#### Aim of the task:
Set down the portion of the infrastructure spending column that starts with "The fun of spending" and goes on through "the ‘new normal’.", copying it word for word.

#### Selected extract:
/---
The fun of spending other people’s money

In May 2023, Carrier's Corner6 MinutesBy Blake NobleJune 13, 2023

Beyond the wonderful flu-like symptoms, Covid-19 gave us an apparent tolerance for bigger and bigger financial numbers to seem inconsequential and for them to be simply lapped as the ‘new normal’.

Much like Austin Powers lost touch with inflation, what was once millions has now become accepted as being billions. Every week, it feels like the government provides another opportunity to test our tolerance further.

If infrastructure spending wasn’t already top of mind, the past six months have surely solidified its position as needing to be front and centre of the country’s CapEx plan in the coming decade and beyond. It appears the race is on for the area of spending that can produce the biggest billion number to push us further back in our seats.

Whether it’s water, waste, health, education or roading infrastructure, most citizens of our fine country could quickly recite a list of the top handful of projects they’d like to see the powers that be direct funds towards.

This brings us to the recent string of significant infrastructure projects, which may already be in play and under construction, all of which have showcased what can only be described as eyewatering price tags.
\---
#### Records provided:
/---
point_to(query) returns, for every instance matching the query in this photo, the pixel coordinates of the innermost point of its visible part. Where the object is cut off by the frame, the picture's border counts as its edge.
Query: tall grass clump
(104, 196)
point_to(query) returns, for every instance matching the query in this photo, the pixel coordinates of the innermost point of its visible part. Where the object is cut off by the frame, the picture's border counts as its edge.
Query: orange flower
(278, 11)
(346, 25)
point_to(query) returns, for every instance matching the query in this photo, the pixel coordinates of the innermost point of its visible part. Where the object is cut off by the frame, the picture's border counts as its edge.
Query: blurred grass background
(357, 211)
\---
#### Completed exercise:
The fun of spending other people’s money

In May 2023, Carrier's Corner6 MinutesBy Blake NobleJune 13, 2023

Beyond the wonderful flu-like symptoms, Covid-19 gave us an apparent tolerance for bigger and bigger financial numbers to seem inconsequential and for them to be simply lapped as the ‘new normal’.